How to complete this task — Print, exactly as they appear in the listing below, the lines from the line with "Q: In the image above, where is the grassy meadow?" to the line with "Q: In the image above, where is the wildflower?", with both end lines kept.

※ ※ ※

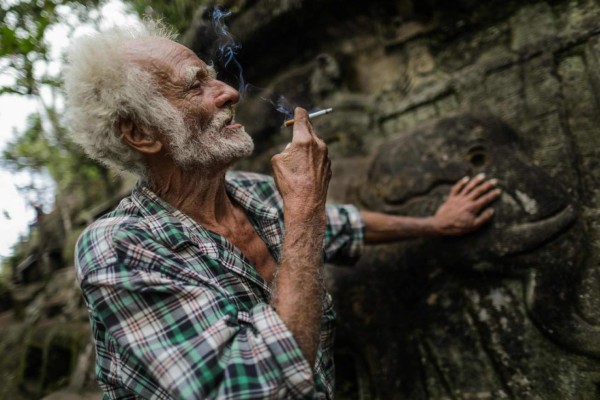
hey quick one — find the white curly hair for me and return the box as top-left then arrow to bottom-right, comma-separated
63,20 -> 183,178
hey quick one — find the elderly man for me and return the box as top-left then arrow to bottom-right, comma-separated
65,21 -> 500,400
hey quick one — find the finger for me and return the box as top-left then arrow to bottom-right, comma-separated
468,178 -> 499,200
462,173 -> 487,195
317,136 -> 328,153
451,176 -> 470,195
274,142 -> 293,159
271,153 -> 283,167
291,107 -> 312,144
474,208 -> 495,227
473,188 -> 502,211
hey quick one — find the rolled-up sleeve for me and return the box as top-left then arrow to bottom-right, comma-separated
323,204 -> 365,264
83,267 -> 315,400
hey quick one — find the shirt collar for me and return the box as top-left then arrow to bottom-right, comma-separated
224,179 -> 279,221
225,177 -> 283,257
130,177 -> 281,251
130,181 -> 198,249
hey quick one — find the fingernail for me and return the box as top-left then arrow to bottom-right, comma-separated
489,178 -> 499,185
462,176 -> 470,182
476,172 -> 486,179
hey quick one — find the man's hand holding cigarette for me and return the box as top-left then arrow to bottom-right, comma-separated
272,107 -> 331,221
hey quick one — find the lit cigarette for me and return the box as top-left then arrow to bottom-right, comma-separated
283,108 -> 333,127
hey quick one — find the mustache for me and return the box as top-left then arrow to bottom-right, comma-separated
189,106 -> 236,134
212,106 -> 235,127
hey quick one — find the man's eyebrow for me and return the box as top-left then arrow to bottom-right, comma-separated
182,65 -> 218,89
206,65 -> 217,79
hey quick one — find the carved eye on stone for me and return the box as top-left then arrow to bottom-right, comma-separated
466,145 -> 489,167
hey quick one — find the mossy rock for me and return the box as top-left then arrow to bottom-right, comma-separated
19,322 -> 91,398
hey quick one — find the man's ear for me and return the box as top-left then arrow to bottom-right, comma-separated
118,117 -> 163,154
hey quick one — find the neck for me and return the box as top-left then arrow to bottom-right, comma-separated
147,158 -> 236,229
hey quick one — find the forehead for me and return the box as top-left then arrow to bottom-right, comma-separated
124,38 -> 209,82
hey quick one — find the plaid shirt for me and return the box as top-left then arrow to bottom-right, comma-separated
76,171 -> 364,400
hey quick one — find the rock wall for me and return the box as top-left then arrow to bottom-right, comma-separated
186,0 -> 600,398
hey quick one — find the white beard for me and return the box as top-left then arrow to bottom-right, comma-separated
168,108 -> 254,170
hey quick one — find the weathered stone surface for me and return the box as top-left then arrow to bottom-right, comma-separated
510,2 -> 557,51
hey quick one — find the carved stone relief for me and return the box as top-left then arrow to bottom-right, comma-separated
327,113 -> 600,399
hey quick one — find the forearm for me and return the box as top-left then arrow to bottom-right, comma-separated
361,210 -> 440,244
272,217 -> 326,368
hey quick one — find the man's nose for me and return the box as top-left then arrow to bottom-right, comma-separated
214,81 -> 239,108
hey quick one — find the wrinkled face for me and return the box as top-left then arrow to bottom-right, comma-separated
127,38 -> 254,169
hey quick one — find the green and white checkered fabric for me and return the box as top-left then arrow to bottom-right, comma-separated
76,171 -> 364,399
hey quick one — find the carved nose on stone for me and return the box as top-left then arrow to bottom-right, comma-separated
490,204 -> 577,257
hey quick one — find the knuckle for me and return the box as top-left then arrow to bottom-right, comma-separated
320,142 -> 329,154
296,137 -> 311,146
271,154 -> 284,165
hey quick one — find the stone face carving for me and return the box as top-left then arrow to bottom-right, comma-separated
362,113 -> 577,263
328,113 -> 600,399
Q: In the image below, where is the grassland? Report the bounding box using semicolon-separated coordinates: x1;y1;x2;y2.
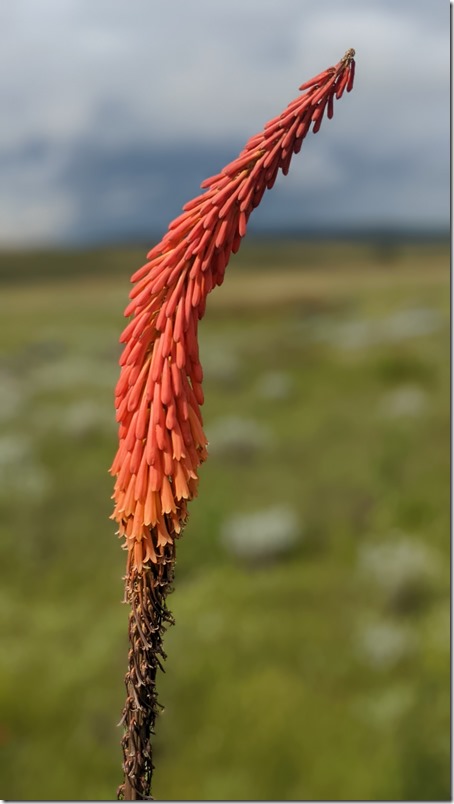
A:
0;239;449;800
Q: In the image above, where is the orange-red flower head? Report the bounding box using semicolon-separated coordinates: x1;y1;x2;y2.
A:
110;49;356;573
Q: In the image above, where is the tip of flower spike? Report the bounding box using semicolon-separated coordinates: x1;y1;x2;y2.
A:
298;48;356;92
342;48;356;63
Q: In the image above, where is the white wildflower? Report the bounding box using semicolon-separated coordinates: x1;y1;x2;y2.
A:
221;504;301;563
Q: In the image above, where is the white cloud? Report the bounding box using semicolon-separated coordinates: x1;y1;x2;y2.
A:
0;192;74;246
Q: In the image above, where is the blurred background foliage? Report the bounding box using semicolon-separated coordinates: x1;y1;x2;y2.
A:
0;237;449;800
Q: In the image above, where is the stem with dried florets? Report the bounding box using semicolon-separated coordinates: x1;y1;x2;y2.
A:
117;546;175;800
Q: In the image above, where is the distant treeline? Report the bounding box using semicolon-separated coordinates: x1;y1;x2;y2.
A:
0;234;449;284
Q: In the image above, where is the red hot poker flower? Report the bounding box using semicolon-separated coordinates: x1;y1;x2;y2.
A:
110;48;356;576
113;50;356;801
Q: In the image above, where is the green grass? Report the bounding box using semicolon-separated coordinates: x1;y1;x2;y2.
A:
0;240;449;800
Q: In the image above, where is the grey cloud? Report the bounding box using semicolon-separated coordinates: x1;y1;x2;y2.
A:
0;0;449;245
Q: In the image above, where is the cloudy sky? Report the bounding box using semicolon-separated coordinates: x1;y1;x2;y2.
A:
0;0;449;247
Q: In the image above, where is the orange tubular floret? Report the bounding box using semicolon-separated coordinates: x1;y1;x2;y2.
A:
156;515;172;548
160;475;177;514
123;474;137;516
144;487;160;527
142;530;158;564
170;423;186;462
174;460;190;501
135;456;149;502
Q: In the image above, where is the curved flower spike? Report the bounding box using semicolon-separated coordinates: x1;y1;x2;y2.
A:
111;48;356;576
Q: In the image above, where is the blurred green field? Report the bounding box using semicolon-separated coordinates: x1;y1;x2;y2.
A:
0;239;450;801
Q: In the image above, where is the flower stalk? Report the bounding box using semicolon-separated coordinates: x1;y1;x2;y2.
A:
112;48;356;800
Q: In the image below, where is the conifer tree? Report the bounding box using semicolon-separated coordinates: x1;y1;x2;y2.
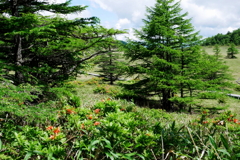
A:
123;0;230;111
95;50;126;85
227;43;239;58
0;0;124;86
213;44;221;58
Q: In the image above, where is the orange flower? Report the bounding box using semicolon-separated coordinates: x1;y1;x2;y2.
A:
53;127;60;134
66;108;75;114
46;126;54;130
18;102;24;105
81;124;85;129
94;121;100;126
202;111;207;114
107;98;111;101
233;119;238;123
94;109;101;114
49;135;56;140
202;121;208;124
87;114;93;120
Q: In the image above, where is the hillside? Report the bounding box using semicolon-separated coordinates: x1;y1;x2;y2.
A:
202;28;240;46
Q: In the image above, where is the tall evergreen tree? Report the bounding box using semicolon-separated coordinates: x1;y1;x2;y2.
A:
0;0;124;86
123;0;229;111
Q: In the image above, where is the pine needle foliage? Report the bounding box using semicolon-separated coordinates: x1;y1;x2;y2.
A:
123;0;230;111
0;0;125;86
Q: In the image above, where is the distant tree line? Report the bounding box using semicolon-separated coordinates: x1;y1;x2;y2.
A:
202;28;240;46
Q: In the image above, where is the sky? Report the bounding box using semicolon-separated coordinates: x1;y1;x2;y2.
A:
49;0;240;40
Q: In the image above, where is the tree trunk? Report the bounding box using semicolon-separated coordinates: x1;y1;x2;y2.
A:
162;89;172;110
14;35;24;85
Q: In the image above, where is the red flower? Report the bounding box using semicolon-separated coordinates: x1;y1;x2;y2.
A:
94;121;101;126
53;127;60;134
87;114;93;120
202;111;207;114
81;124;85;129
94;109;101;114
46;126;54;130
66;108;75;114
49;135;56;140
233;119;238;123
202;121;208;124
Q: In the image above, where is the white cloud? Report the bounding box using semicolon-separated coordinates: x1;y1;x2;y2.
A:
67;10;91;19
45;0;66;4
88;0;240;38
116;28;138;41
115;18;131;29
180;0;240;37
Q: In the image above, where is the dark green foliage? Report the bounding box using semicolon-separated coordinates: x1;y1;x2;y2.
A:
227;43;239;58
202;28;240;46
213;44;221;58
122;0;198;110
95;50;127;85
122;0;231;111
0;0;124;86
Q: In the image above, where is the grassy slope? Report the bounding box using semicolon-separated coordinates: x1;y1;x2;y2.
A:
77;46;240;121
200;46;240;118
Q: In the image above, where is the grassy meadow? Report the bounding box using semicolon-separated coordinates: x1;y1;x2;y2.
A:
1;46;240;159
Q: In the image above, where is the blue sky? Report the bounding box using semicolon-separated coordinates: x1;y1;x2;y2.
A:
53;0;240;40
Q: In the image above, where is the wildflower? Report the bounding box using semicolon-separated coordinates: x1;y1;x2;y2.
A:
120;108;126;111
87;114;93;120
18;102;24;105
107;98;111;101
202;111;208;114
202;121;208;124
66;108;75;114
81;124;85;129
49;135;56;140
233;119;238;123
46;126;54;130
53;127;60;135
94;121;101;126
94;109;101;114
227;118;232;122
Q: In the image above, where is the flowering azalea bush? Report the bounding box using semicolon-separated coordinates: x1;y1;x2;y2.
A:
1;97;240;159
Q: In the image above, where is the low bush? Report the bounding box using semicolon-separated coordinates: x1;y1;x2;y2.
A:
1;98;240;159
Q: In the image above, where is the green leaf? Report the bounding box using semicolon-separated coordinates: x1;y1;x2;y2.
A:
102;139;112;149
217;149;230;157
0;139;2;150
24;152;32;160
220;134;230;151
235;153;240;157
105;152;114;160
209;136;217;149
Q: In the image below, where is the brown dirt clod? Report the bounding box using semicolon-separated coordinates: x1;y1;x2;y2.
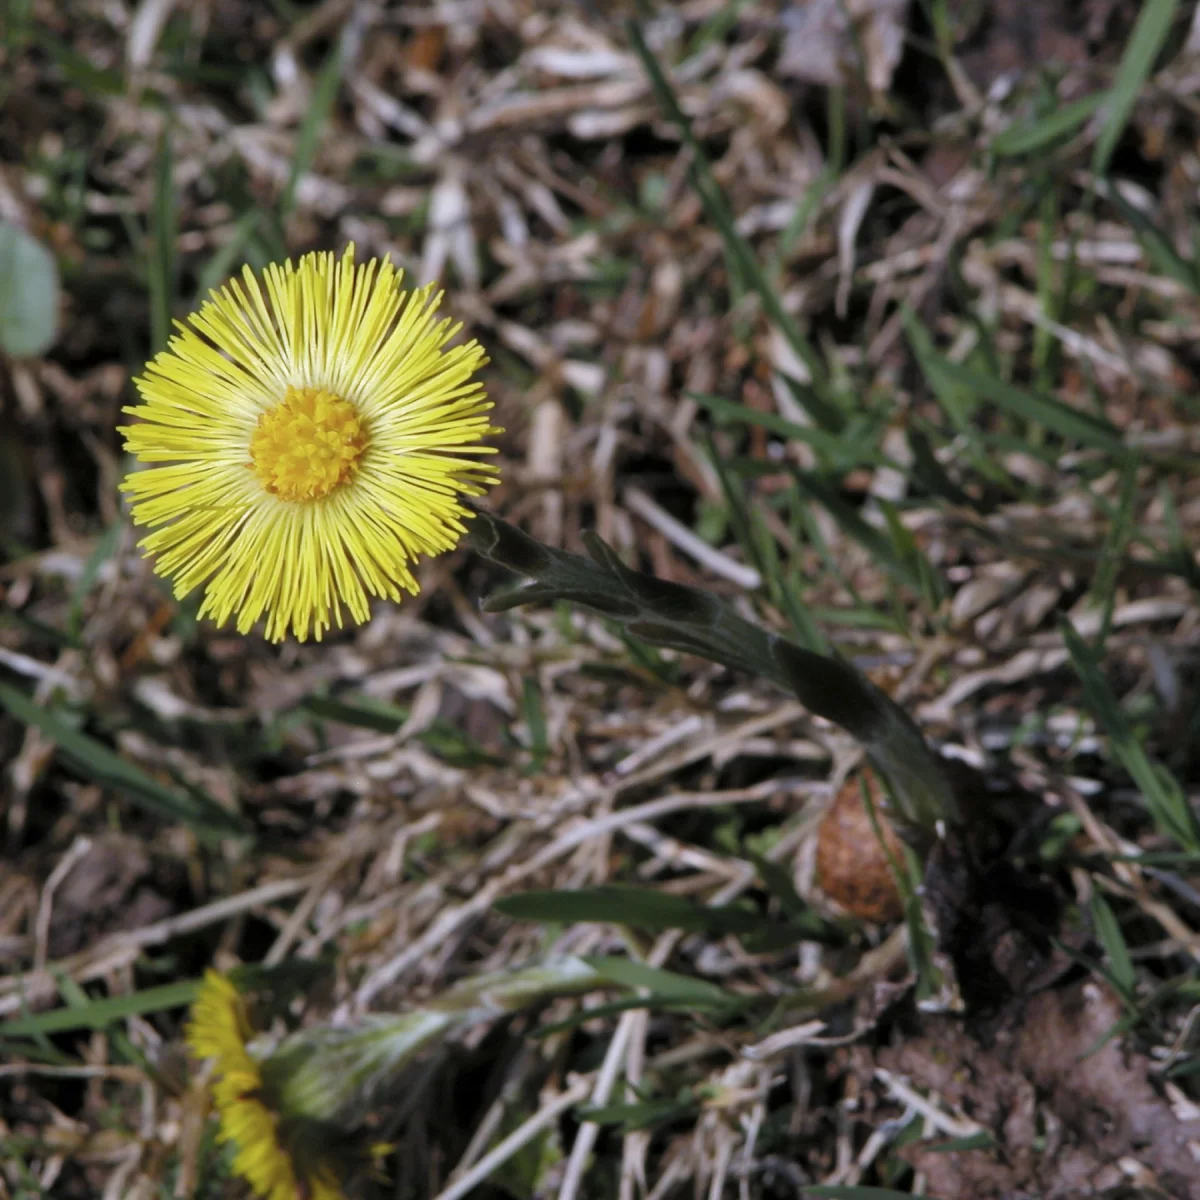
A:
815;768;905;924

※ ※ ※

Written answer —
Q: In the image above, where is the grassy meadow? Report the bounding box using semicolon-separated coordinates: x1;y1;x2;y2.
A:
1;46;240;159
Q: In the image above, where is the blue sky? Report the bounding box using semicolon-separated coordinates: x1;y1;x2;y2.
A:
53;0;240;40
Q: In the image above, where is the wildflower? Report the bounding box using semicolon-separated coordinates: x1;y1;x2;y2.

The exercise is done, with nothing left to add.